# Exploring the anti-biofilm effect of darobactin B and colistin in static and dynamic environments

**Authors:** Flaviana C. Susanto, Zerlina G. Wuisan, Marius Spohn, Till F. Schäberle, Michael Marner

PMC · DOI: 10.1128/spectrum.02868-25 · Microbiology Spectrum · 2026-01-08

## TL;DR

This study explores how darobactin B, a new antibiotic, can effectively disrupt and kill bacteria in biofilms, especially in a controlled environment.

## Contribution

The study introduces a novel application of darobactin B against Pseudomonas aeruginosa biofilms using a microfluidic model for real-time monitoring.

## Key findings

- Darobactin B reduced viable biofilm cells by six orders of magnitude in static assays.
- Repeated dosing of darobactin B killed 85%–97% of biofilm cells and suppressed regrowth for 48 hours.
- Multi-dose darobactin B caused biofilm disruption and reduced surface coverage by ~40%.

## Abstract

The increasing challenges of treating biofilm-associated infections highlight the importance to develop new options against biofilm-embedded bacteria. In this study, we evaluated darobactin B—a promising pre-clinical antibiotic candidate targeting the outer membrane protein BamA—against Pseudomonas aeruginosa biofilms. First, a static biofilm assay was used for primary screening and showed that darobactin B reduced the viable cells within a biofilm by six orders of magnitude compared to the untreated control. Subsequently, a microfluidic model was conducted to allow real-time monitoring of biofilm development, treatment, and potential regrowth under controlled hydrodynamic conditions. In this assay, the reference compound colistin exhibited strong activity after single-dose administration. Although less effective after single dosing, darobactin B showed notable anti-biofilm activity by killing 85%–97% of biofilm cells and suppressing biofilm recovery for at least 48 h when applied repeatedly once daily for 5 days. When administered repeatedly in the multi-dose regimen, darobactin B caused biofilm disruption and cell detachment, leading to ~40% surface coverage reduction. Our findings highlight the potential of darobactin B as an anti-biofilm agent.

- _Assigned task 1_
Copy the darobactin B article word for word, starting at the words "PMC · DOI: 10.1128/spectrum.02868-25" and ending after "for real-time monitoring.".
- _Assigned task 2_
Pick up the darobactin B article after its last sentence and keep writing.
The listing after this has nothing to do with the darobactin B article.

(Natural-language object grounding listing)

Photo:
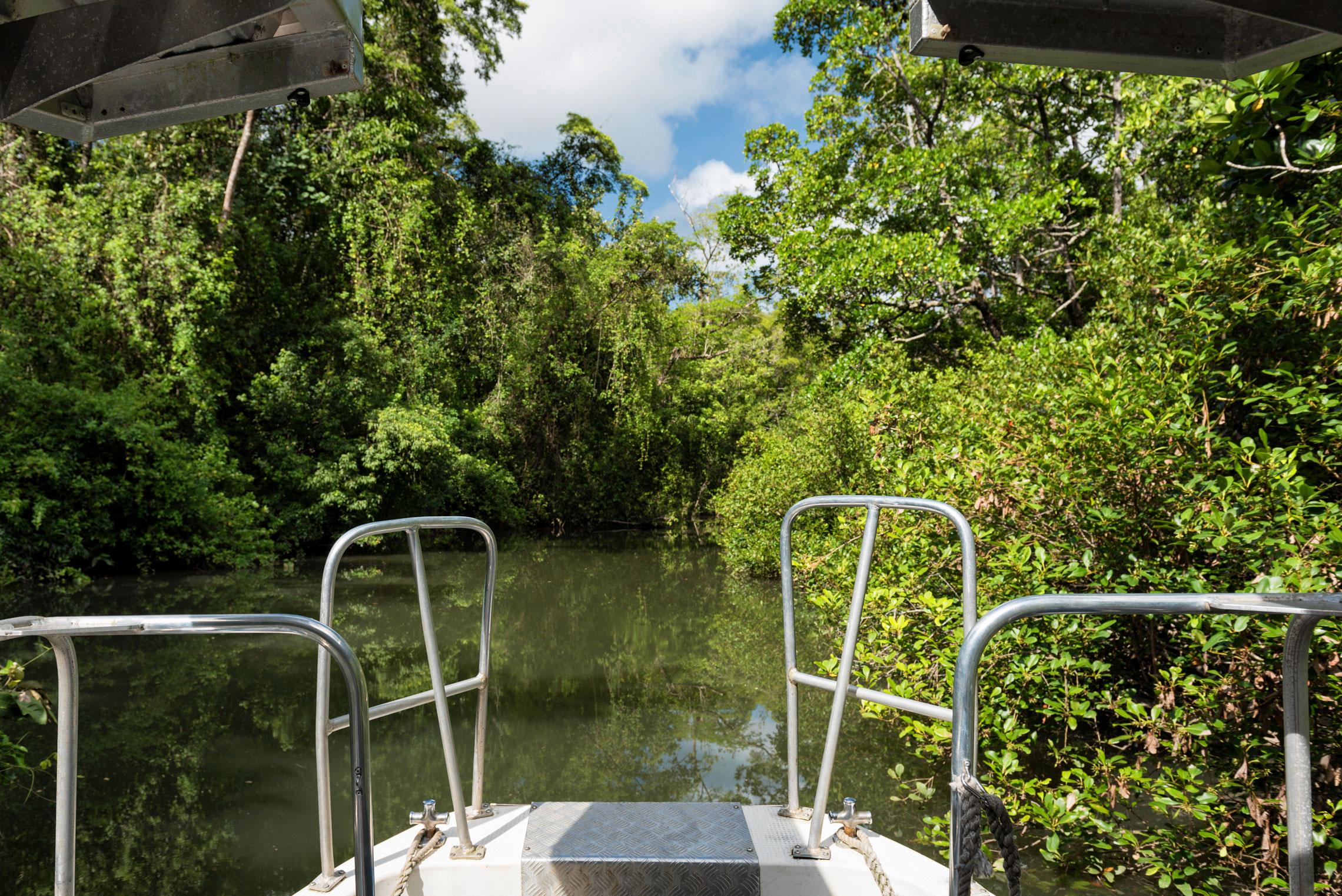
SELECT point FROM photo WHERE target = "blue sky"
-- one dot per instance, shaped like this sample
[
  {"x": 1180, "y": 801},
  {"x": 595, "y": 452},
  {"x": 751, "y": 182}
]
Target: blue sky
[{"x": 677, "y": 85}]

---

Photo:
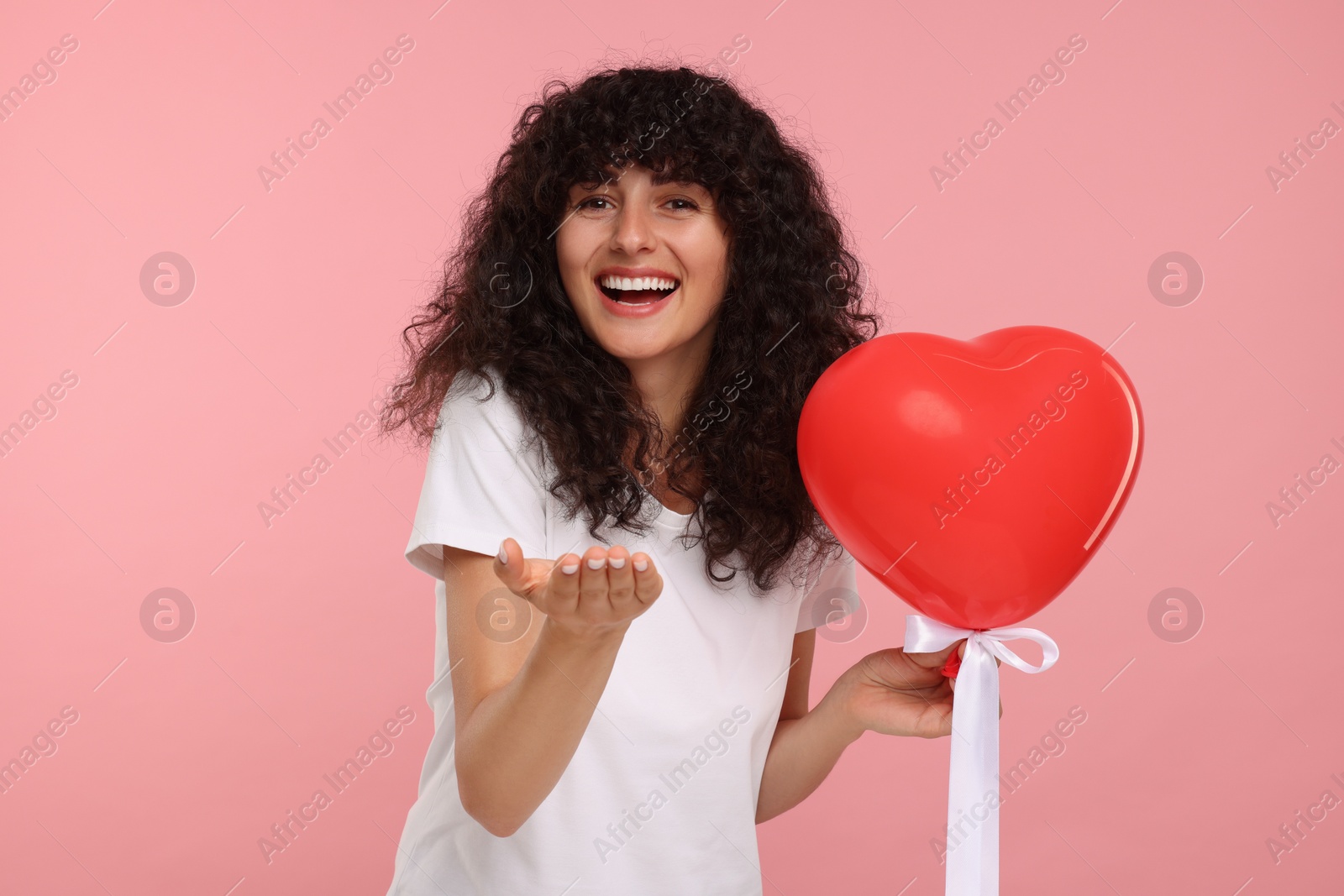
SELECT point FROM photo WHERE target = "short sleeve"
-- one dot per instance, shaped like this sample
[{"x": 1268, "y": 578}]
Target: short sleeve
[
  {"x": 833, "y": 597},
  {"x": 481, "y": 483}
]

- _Written response 1_
PMC · DOI: 10.1128/spectrum.02868-25 · Microbiology Spectrum · 2026-01-08

## TL;DR

This study explores how darobactin B, a new antibiotic, can effectively disrupt and kill bacteria in biofilms, especially in a controlled environment.

## Contribution

The study introduces a novel application of darobactin B against Pseudomonas aeruginosa biofilms using a microfluidic model for real-time monitoring.

- _Written response 2_
Bacterial biofilms pose serious healthcare challenges, contributing to chronic and device-related infections. Biofilm-embedded bacteria are highly resistant to conventional antibiotics and lead to growing reliance on last-resort drugs, thus underscoring the need for new therapeutic approaches. This study shows that darobactin B consistently disrupts Pseudomonas aeruginosa biofilms and delays regrowth. The multi-dose microfluidic assay provides a flexible platform for real-time evaluation of biofilms, which may support the optimization of treatment regimens.

## Linked entities

- **Proteins:** bamA (BamABCDE complex OM biogenesis outer membrane pore-forming assembly factor)
- **Chemicals:** colistin (PubChem CID 5311054)
- **Species:** Pseudomonas aeruginosa (taxon 287)

## Full-text entities

- **Diseases:** infections (MESH:D007239)
- **Chemicals:** darobactin B (-)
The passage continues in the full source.